▶ **Supplied passage**:
My father used to tell my sister and I stories he made up about Mozart’s life as a child. Instead of the knuckle rapping and poor hygiene that probably went on, his stories involved shenanigans and overturned chicken coops*. Mozart had a friend/nemesis named “Fatsy Patsy Potzengriller.” I will always remember this and no actual facts about Mozart, despite being forced to listen to audio cassettes about the lives of the great composers on car rides. I vaguely remember that Schumann was my favorite subject because he went mad and flung himself into the Rhine. Oh Jesu Christe, anything but Berlioz, please. No follow through!

It’s time for second lunch. Ingemisco tamquam reus.

*It is possible I am actually thinking of Looney Tunes.

A time for consideration, horse sex

Was it wise to start Content Challenge right before a weekend?

No, says Zellweger. Oh no you di’n’t.

Thanks to everyone who’s been clicking on ads. I’d click for you, you bastards. I also click on that dancing monkey to see if I can hit it with a banana. No rilly, so far I’ve been pleasantly surprised with the AdSense payoff. It’s an experiment. I am so pleased that I may make Content Challenge coincide with the return of Anal Sex Month to reward you all. This Editor & Publisher article handily uses the phrase “No. 1 finisher” in a story about lethal horse anal sex. People just cannot get enough horse sex. Horse sex: less scary and appalling than spreading freedom?

Also, I got a quasi-spelled email from the condo mgmt. people about “unclogging the chute” that I could excerpt to comedic effect, but I must retain some shred of privacy.

Records from a data source
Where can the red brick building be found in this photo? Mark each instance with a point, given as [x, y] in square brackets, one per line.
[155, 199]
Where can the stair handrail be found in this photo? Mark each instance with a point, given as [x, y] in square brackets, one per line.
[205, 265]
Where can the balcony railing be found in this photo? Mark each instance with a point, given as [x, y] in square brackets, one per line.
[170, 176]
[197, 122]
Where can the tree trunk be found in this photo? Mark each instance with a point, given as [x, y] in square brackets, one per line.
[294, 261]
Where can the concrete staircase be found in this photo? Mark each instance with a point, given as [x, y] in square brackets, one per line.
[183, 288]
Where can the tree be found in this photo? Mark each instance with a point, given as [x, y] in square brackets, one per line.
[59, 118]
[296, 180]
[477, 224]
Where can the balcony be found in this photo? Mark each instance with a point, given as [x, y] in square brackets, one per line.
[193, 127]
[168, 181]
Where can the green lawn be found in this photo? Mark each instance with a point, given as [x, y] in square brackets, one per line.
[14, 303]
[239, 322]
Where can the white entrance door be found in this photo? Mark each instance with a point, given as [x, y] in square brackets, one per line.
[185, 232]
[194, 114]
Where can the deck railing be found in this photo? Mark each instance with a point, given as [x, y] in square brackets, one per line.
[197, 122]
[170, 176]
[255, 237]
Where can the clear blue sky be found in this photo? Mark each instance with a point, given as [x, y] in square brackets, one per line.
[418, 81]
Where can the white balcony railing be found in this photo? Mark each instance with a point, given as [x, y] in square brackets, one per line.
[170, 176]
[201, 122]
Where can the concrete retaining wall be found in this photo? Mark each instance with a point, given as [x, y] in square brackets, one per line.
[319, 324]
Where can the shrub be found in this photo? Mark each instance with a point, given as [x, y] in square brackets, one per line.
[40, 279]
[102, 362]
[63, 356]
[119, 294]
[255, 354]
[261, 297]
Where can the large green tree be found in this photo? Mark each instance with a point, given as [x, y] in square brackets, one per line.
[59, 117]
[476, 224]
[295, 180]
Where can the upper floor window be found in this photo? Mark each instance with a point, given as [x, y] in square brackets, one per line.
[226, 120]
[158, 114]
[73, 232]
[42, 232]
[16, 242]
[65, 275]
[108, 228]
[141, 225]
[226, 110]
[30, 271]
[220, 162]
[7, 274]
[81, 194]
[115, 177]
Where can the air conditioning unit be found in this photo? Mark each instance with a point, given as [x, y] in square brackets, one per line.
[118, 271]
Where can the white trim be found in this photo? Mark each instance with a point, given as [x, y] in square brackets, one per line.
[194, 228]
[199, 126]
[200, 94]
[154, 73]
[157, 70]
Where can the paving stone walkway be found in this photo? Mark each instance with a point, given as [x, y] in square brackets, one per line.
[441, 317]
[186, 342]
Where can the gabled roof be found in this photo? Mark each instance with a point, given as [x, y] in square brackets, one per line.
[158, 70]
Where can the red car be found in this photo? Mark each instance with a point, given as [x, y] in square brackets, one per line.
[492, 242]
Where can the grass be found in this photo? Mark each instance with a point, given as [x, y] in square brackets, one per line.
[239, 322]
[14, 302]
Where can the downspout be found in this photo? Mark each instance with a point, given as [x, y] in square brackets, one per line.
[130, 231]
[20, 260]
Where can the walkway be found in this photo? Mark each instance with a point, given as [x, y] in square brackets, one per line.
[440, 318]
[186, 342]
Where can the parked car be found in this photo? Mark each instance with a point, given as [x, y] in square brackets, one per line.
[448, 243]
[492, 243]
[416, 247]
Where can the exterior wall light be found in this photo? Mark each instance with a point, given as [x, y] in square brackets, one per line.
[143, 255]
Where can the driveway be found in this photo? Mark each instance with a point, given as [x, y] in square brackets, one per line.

▶ **Requirement 1**: Decide whether each statement agrees with the passage: (a) In the father's stories, Mozart had a friend/nemesis named Fatsy Patsy Potzengriller. (b) Berlioz was the writer's favorite subject on the composer cassettes. (c) The writer excerpted the email from the condo management people. Answer yes or no for each, quoting the deciding words of the passage.
▶ **Requirement 2**: Reproduce the passage from "My father used" up to and including "no you di’n’t.".

▶ **Exercise response 1**:
(a) Yes: "Mozart had a friend/nemesis named “Fatsy Patsy Potzengriller.”"
(b) No: "I vaguely remember that Schumann was my favorite subject because he went mad and flung himself into the Rhine."
(c) No: "that I could excerpt to comedic effect, but I must retain some shred of privacy."

▶ **Exercise response 2**:
My father used to tell my sister and I stories he made up about Mozart’s life as a child. Instead of the knuckle rapping and poor hygiene that probably went on, his stories involved shenanigans and overturned chicken coops*. Mozart had a friend/nemesis named “Fatsy Patsy Potzengriller.” I will always remember this and no actual facts about Mozart, despite being forced to listen to audio cassettes about the lives of the great composers on car rides. I vaguely remember that Schumann was my favorite subject because he went mad and flung himself into the Rhine. Oh Jesu Christe, anything but Berlioz, please. No follow through!

It’s time for second lunch. Ingemisco tamquam reus.

*It is possible I am actually thinking of Looney Tunes.

A time for consideration, horse sex

Was it wise to start Content Challenge right before a weekend?

No, says Zellweger. Oh no you di’n’t.